Please filter the lines below and copy out every one that contains the word "segment".

THE RECORDS -

begin

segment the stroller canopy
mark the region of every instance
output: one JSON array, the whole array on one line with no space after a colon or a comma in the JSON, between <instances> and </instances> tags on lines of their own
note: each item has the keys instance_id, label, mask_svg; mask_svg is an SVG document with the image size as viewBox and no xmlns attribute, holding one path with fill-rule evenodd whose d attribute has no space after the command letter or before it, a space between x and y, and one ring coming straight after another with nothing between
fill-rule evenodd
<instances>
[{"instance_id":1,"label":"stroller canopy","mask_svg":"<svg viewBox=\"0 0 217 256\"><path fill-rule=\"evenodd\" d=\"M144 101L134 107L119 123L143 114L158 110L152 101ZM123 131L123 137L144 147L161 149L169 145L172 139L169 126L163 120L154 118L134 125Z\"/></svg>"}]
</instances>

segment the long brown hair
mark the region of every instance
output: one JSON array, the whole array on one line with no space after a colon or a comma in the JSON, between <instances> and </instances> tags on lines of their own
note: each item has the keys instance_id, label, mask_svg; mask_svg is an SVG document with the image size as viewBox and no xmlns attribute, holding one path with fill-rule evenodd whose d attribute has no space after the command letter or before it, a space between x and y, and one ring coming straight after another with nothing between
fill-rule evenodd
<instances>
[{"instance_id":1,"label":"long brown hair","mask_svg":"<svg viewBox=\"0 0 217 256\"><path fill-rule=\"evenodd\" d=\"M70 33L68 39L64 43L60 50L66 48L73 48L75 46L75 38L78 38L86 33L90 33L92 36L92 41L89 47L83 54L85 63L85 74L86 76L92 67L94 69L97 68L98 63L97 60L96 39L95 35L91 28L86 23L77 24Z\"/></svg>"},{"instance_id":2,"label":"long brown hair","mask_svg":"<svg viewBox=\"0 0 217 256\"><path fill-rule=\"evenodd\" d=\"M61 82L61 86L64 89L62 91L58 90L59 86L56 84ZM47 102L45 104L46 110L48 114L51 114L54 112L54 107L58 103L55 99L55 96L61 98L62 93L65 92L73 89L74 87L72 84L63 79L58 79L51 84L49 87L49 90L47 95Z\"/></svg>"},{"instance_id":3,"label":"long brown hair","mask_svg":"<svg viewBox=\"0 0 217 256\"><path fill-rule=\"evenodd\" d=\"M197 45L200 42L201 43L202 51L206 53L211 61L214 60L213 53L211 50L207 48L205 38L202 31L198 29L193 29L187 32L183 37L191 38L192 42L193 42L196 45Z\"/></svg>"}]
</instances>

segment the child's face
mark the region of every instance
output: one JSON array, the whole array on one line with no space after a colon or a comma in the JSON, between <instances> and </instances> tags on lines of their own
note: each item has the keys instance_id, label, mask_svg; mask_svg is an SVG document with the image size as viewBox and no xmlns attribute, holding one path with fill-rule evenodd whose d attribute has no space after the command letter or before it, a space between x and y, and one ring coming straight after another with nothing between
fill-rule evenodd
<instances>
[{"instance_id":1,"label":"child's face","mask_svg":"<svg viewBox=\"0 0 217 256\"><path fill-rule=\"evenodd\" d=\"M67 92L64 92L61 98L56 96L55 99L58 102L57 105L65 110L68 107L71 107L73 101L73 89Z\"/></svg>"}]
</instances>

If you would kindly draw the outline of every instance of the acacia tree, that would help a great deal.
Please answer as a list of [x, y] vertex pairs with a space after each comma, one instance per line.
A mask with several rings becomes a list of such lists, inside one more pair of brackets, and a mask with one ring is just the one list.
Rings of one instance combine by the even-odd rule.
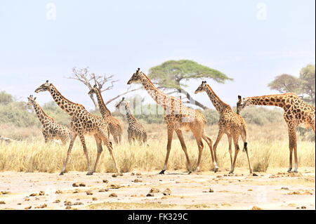
[[294, 93], [305, 101], [315, 103], [315, 65], [308, 65], [300, 71], [299, 77], [283, 74], [277, 76], [268, 86], [283, 93]]
[[[85, 67], [82, 69], [78, 69], [76, 67], [74, 67], [72, 69], [72, 76], [67, 77], [68, 79], [76, 79], [79, 81], [81, 81], [82, 84], [84, 84], [86, 86], [88, 87], [89, 90], [92, 88], [92, 87], [96, 84], [98, 87], [100, 88], [101, 93], [110, 90], [113, 88], [114, 87], [114, 83], [118, 81], [119, 80], [114, 79], [114, 75], [111, 74], [109, 76], [107, 76], [106, 74], [104, 75], [96, 75], [94, 73], [91, 73], [88, 69], [88, 67]], [[107, 87], [105, 87], [105, 84], [107, 85]], [[119, 98], [121, 95], [124, 95], [128, 93], [135, 91], [138, 89], [140, 89], [140, 88], [137, 88], [134, 89], [129, 89], [128, 88], [126, 91], [119, 94], [114, 98], [112, 98], [112, 99], [110, 99], [107, 102], [105, 102], [105, 105], [109, 104], [112, 101], [114, 100], [115, 99]], [[96, 110], [98, 109], [98, 103], [94, 98], [93, 94], [90, 94], [90, 98], [91, 99], [92, 102], [93, 103], [93, 105], [95, 106]]]
[[184, 98], [190, 100], [184, 103], [195, 105], [204, 110], [208, 107], [194, 100], [190, 93], [183, 89], [187, 87], [183, 81], [192, 79], [212, 79], [218, 83], [224, 83], [226, 80], [232, 80], [218, 70], [189, 60], [166, 61], [150, 68], [148, 77], [154, 81], [153, 83], [162, 88], [174, 89], [174, 92], [184, 94]]

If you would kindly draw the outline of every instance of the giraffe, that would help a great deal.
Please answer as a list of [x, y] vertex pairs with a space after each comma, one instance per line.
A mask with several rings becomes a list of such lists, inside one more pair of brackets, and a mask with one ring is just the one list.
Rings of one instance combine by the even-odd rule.
[[164, 167], [159, 174], [164, 174], [166, 169], [168, 159], [171, 149], [172, 137], [173, 131], [179, 138], [182, 149], [185, 154], [189, 166], [189, 173], [191, 173], [192, 166], [187, 155], [187, 147], [185, 145], [182, 131], [191, 131], [195, 136], [197, 147], [199, 148], [199, 157], [197, 159], [197, 168], [195, 172], [199, 170], [201, 157], [204, 148], [202, 139], [203, 138], [209, 145], [211, 155], [214, 164], [215, 171], [218, 169], [216, 162], [214, 161], [212, 149], [212, 140], [204, 133], [204, 124], [207, 122], [206, 119], [197, 110], [185, 107], [181, 100], [168, 95], [156, 88], [150, 79], [144, 72], [140, 72], [140, 68], [136, 70], [127, 84], [132, 83], [142, 84], [149, 95], [156, 101], [156, 103], [164, 108], [166, 114], [164, 116], [164, 121], [167, 125], [168, 143], [166, 147], [166, 155]]
[[[235, 169], [236, 159], [239, 151], [238, 140], [239, 138], [239, 136], [241, 136], [242, 140], [244, 141], [244, 150], [246, 152], [246, 154], [247, 155], [250, 174], [252, 174], [251, 165], [250, 164], [249, 157], [248, 155], [246, 142], [247, 126], [246, 122], [244, 121], [242, 116], [234, 112], [232, 110], [232, 107], [230, 107], [229, 105], [225, 103], [220, 100], [220, 98], [216, 95], [216, 93], [215, 93], [211, 86], [206, 84], [206, 81], [203, 81], [202, 82], [201, 85], [199, 85], [199, 86], [197, 88], [195, 93], [197, 94], [197, 93], [202, 93], [204, 91], [206, 92], [215, 109], [216, 109], [216, 110], [220, 114], [220, 119], [218, 120], [218, 133], [217, 135], [216, 140], [213, 145], [215, 161], [216, 161], [217, 162], [217, 145], [225, 133], [228, 138], [228, 150], [230, 155], [231, 169], [229, 173], [232, 173]], [[235, 145], [234, 161], [232, 161], [232, 138], [234, 141]]]
[[[48, 83], [48, 81], [46, 81], [44, 84], [41, 85], [35, 90], [35, 93], [44, 91], [48, 91], [57, 105], [72, 117], [70, 122], [70, 126], [72, 127], [72, 138], [69, 145], [68, 152], [67, 153], [67, 157], [60, 175], [63, 175], [66, 170], [67, 162], [68, 162], [68, 159], [77, 136], [79, 137], [84, 148], [84, 154], [86, 154], [88, 169], [88, 171], [86, 173], [87, 175], [92, 175], [96, 171], [100, 155], [103, 151], [102, 141], [103, 141], [103, 143], [109, 150], [109, 152], [113, 159], [117, 172], [119, 173], [112, 154], [112, 143], [107, 138], [107, 124], [103, 119], [88, 112], [82, 105], [72, 103], [65, 98], [57, 90], [54, 85]], [[91, 171], [88, 151], [86, 146], [86, 141], [84, 140], [84, 135], [94, 136], [98, 147], [98, 154], [96, 164], [92, 171]]]
[[70, 130], [63, 125], [57, 124], [55, 120], [47, 115], [43, 108], [37, 103], [32, 95], [27, 98], [28, 105], [32, 105], [37, 117], [43, 125], [41, 132], [45, 139], [45, 143], [47, 143], [52, 139], [60, 139], [62, 144], [65, 144], [70, 136]]
[[121, 135], [123, 133], [123, 126], [117, 119], [112, 115], [111, 112], [104, 103], [100, 88], [98, 88], [96, 85], [94, 85], [88, 94], [96, 94], [97, 97], [100, 112], [102, 114], [102, 117], [103, 117], [105, 122], [107, 123], [109, 126], [108, 137], [110, 137], [110, 133], [111, 133], [115, 143], [117, 144], [118, 143], [121, 143]]
[[147, 141], [147, 132], [143, 125], [139, 124], [135, 117], [132, 114], [129, 108], [129, 103], [122, 98], [121, 100], [117, 105], [116, 107], [119, 108], [123, 106], [125, 114], [126, 114], [129, 128], [127, 129], [127, 136], [129, 142], [135, 142], [135, 140], [145, 144]]
[[289, 131], [289, 166], [288, 172], [292, 170], [292, 153], [294, 151], [295, 169], [298, 171], [296, 127], [312, 129], [315, 133], [315, 106], [303, 101], [295, 93], [283, 93], [242, 98], [238, 95], [237, 114], [249, 105], [276, 106], [284, 110], [283, 117], [287, 124]]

end

REPLY TO THE TASK -
segment the stroller canopy
segment the long brown hair
segment the child's face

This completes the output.